Copy out each line of the listing below that contains the word "photo". Matching is case-sensitive.

# Record excerpts
□ □ □ □ □
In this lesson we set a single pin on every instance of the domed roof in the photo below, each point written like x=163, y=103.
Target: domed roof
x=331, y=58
□ □ □ □ □
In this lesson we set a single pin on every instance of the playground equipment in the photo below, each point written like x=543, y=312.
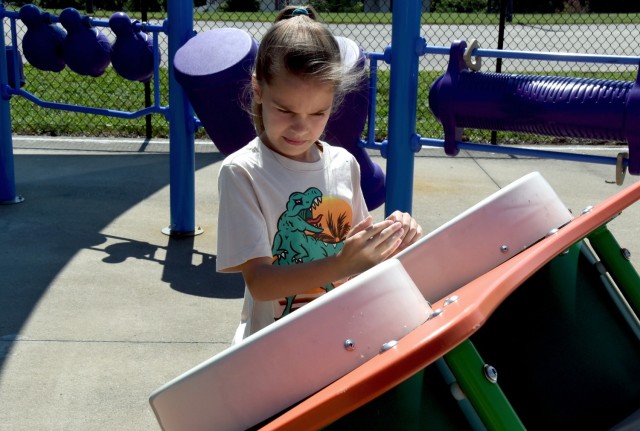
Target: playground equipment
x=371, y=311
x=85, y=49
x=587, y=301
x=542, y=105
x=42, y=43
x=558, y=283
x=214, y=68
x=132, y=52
□ □ □ □ □
# Output below
In this lesson we set a single pin on every instance of the domed roof in the photo below, each point written like x=163, y=103.
In this lesson we set a single pin on every instance of the playground equipment in the photo below, each point written like x=543, y=312.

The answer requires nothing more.